» **Selected extract**:
***

A second senior Biden administration official said the negotiations were expected to include China and Russia. As the agreement frayed over the past four years, Iran sought to forge closer ties with both, leading some security experts to suggest that neither Moscow nor Beijing is eager to be a negotiating partner with the United States at a time of growing tensions with the Biden administration, and instead will pursue arms deals with Tehran.

Also unanswered is what role, if any, regional powers would play after being excluded from the last agreement, including Saudi Arabia, Israel and the United Arab Emirates. Prime Minister Benjamin Netanyahu of Israel was one of the most outspoken foes of the 2015 nuclear deal and remains unpersuaded that Iran can be trusted to abandon its nuclear ambitions under any agreement.

Other critics of the original agreement were quick to criticize the Biden administration’s new offer. Richard Goldberg, a former National Security Council official in the Trump White House, asked on Twitter whether Thursday’s statements amounted to “a broad transatlantic message of appeasement in the face of Iranian extortion.”

As a good-will gesture, the Biden administration on Thursday also withdrew a demand from the Trump administration last fall that the United Nations Security Council enforce international sanctions against Iran for violating the original 2015 agreement that limited its nuclear program.

Nearly every other nation had rejected Secretary of State Mike Pompeo’s insistence at the time that the United States could invoke the so-called snap back sanctions because Washington was no longer a part of the accord.

***

» **To be done**:
Could you repeat the passage on the Biden administration's approach to the Iran nuclear talks word for word, in full? The lines that follow were taken from a separate source.

(Pointing dataset lines)
***

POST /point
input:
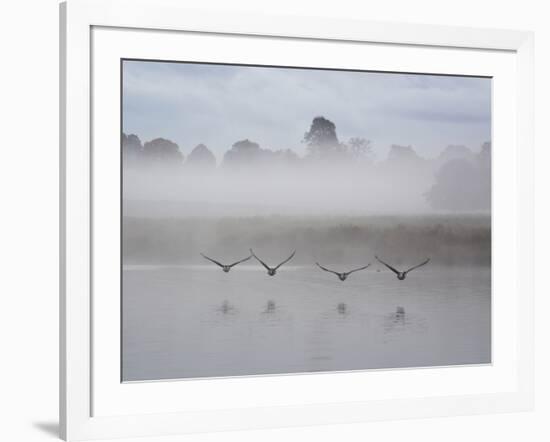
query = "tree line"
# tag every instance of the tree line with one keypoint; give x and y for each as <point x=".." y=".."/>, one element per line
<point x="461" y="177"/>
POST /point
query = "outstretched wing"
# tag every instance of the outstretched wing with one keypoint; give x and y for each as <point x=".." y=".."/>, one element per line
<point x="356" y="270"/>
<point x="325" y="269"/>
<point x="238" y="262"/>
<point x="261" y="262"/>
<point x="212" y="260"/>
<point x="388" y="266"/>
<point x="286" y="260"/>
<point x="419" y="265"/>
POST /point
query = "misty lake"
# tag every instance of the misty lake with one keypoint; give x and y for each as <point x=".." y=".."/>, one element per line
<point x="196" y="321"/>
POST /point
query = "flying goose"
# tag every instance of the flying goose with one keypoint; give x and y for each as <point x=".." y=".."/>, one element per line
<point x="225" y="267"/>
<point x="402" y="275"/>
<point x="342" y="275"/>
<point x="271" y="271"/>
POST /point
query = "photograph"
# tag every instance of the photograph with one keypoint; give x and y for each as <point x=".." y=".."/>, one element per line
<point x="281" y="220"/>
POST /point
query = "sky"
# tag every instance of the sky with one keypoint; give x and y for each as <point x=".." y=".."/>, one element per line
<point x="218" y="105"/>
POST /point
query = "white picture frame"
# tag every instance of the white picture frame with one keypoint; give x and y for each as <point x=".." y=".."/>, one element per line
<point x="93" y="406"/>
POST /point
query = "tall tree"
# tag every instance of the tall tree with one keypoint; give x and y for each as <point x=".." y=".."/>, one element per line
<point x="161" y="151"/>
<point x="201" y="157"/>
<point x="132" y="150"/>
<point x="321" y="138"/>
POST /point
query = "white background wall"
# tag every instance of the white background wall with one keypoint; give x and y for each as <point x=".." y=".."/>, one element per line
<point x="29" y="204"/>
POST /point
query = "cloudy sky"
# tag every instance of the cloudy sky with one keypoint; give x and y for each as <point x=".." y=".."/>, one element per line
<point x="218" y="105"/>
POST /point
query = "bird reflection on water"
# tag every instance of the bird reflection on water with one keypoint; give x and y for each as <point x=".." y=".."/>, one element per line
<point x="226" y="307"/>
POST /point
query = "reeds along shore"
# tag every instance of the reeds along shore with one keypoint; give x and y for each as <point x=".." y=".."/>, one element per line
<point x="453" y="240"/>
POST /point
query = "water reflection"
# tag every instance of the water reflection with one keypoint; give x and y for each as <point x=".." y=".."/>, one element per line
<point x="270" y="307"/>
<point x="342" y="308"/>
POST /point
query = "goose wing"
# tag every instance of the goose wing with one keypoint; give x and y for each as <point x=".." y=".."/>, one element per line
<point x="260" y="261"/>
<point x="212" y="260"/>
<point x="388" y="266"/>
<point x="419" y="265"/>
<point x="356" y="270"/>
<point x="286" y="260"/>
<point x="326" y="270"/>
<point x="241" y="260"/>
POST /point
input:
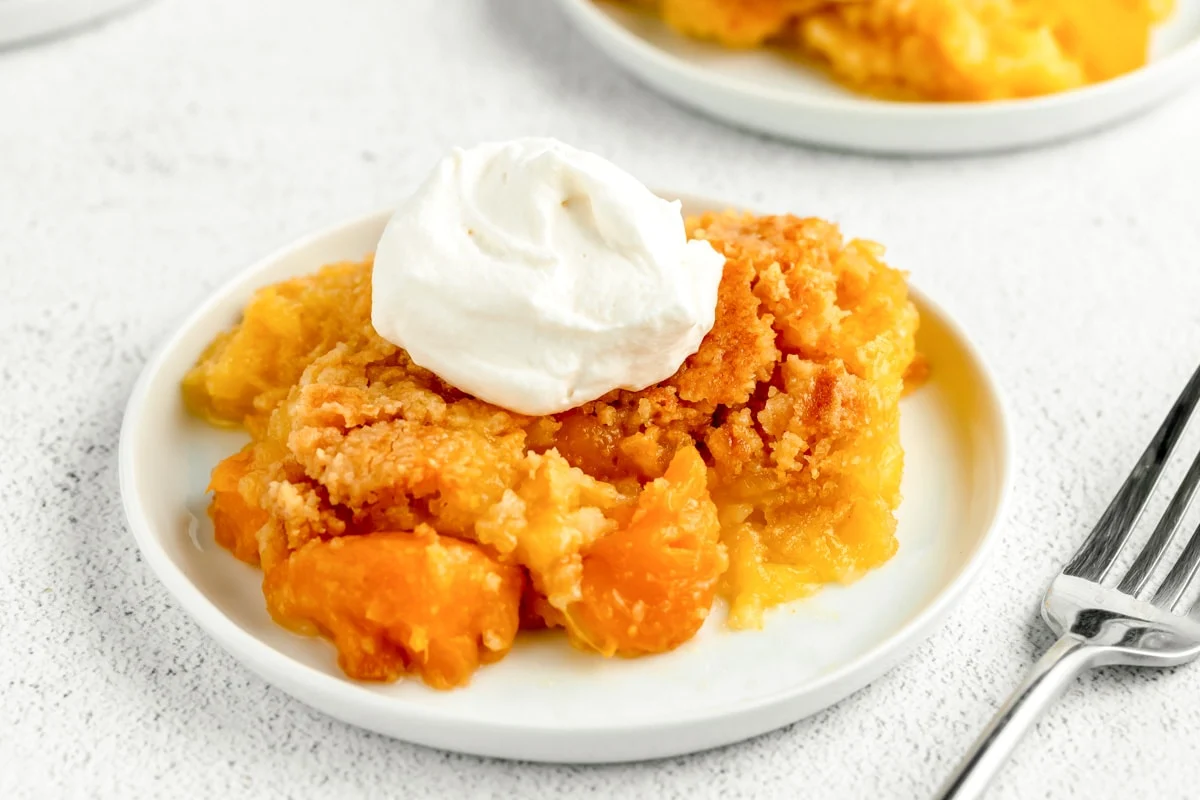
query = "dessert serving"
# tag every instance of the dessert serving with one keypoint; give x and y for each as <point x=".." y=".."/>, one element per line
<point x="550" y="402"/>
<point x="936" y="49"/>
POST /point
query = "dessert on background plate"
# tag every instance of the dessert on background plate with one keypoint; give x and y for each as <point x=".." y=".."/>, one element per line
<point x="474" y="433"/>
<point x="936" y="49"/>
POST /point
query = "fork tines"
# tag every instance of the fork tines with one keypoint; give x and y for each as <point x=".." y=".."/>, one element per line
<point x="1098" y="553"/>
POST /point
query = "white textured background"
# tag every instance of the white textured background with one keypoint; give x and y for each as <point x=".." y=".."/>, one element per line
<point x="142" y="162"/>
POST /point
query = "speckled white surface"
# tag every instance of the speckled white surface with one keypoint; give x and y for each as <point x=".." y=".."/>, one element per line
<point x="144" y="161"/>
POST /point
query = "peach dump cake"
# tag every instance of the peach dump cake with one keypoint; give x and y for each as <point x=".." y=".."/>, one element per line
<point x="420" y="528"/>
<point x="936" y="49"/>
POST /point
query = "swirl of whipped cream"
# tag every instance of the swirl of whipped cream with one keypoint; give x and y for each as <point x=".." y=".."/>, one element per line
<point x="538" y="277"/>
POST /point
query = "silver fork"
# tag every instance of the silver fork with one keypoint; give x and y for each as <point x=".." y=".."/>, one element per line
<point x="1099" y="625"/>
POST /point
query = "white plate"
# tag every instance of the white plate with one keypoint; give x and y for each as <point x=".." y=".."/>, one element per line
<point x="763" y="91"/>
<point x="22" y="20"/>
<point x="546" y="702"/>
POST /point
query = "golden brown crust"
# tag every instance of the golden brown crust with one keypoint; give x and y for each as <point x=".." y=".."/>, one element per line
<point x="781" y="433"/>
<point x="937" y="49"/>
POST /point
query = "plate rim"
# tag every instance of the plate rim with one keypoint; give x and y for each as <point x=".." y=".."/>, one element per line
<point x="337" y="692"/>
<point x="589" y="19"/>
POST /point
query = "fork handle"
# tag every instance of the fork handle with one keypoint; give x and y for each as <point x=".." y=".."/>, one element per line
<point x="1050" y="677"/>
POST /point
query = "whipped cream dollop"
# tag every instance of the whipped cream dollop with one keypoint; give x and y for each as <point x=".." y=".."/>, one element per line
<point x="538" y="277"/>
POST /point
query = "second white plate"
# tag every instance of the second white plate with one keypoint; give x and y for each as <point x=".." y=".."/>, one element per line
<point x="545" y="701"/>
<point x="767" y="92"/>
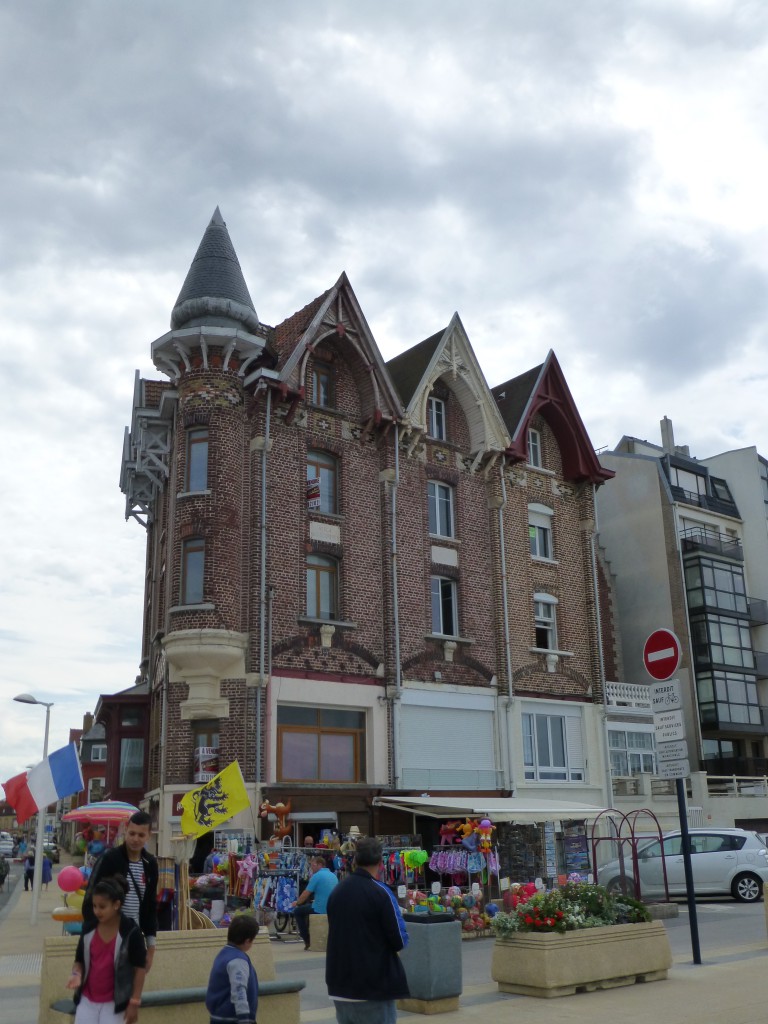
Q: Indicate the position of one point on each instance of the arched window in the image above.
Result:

***

» **Task output**:
A second senior Biden administration official said the negotiations were expected to include China and Russia. As the agreement frayed over the past four years, Iran sought to forge closer ties with both, leading some security experts to suggest that neither Moscow nor Beijing is eager to be a negotiating partner with the United States at a time of growing tensions with the Biden administration, and instead will pursue arms deals with Tehran.

Also unanswered is what role, if any, regional powers would play after being excluded from the last agreement, including Saudi Arabia, Israel and the United Arab Emirates. Prime Minister Benjamin Netanyahu of Israel was one of the most outspoken foes of the 2015 nuclear deal and remains unpersuaded that Iran can be trusted to abandon its nuclear ambitions under any agreement.

Other critics of the original agreement were quick to criticize the Biden administration’s new offer. Richard Goldberg, a former National Security Council official in the Trump White House, asked on Twitter whether Thursday’s statements amounted to “a broad transatlantic message of appeasement in the face of Iranian extortion.”

As a good-will gesture, the Biden administration on Thursday also withdrew a demand from the Trump administration last fall that the United Nations Security Council enforce international sanctions against Iran for violating the original 2015 agreement that limited its nuclear program.

Nearly every other nation had rejected Secretary of State Mike Pompeo’s insistence at the time that the United States could invoke the so-called snap back sanctions because Washington was no longer a part of the accord.